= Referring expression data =
----------------------------------------

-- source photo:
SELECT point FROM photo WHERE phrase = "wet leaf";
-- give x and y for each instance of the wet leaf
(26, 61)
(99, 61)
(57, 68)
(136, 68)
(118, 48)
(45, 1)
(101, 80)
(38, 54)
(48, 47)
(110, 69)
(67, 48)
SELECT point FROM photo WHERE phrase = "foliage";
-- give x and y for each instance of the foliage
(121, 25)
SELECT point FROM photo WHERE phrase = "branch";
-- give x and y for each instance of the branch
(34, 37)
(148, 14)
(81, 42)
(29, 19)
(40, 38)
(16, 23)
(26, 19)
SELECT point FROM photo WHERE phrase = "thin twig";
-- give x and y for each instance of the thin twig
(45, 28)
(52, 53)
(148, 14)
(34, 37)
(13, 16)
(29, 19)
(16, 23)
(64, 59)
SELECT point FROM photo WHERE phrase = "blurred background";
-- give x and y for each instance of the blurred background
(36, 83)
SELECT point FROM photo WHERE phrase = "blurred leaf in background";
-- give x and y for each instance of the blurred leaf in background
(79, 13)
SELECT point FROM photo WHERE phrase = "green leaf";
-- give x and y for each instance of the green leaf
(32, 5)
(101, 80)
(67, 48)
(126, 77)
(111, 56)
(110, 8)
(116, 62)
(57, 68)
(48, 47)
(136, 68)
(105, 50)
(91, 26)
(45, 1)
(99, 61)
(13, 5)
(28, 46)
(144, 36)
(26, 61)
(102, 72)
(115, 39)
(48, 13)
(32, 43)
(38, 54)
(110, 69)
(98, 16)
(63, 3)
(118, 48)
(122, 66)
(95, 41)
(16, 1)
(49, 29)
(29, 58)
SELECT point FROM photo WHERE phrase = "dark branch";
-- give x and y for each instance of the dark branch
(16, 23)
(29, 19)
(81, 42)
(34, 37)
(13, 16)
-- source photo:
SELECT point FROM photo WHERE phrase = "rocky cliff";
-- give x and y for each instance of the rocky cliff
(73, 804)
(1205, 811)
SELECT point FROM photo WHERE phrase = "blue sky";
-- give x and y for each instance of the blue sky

----------------------------------------

= Work instructions =
The expected output is the lines from the one holding "-- give x and y for each instance of the rocky" through the last line of the data, exactly as they appear, with nothing before or after.

= Task output =
-- give x and y for each instance of the rocky cliff
(73, 804)
(1205, 811)
SELECT point FROM photo WHERE phrase = "blue sky";
-- give x and y for each instance of the blue sky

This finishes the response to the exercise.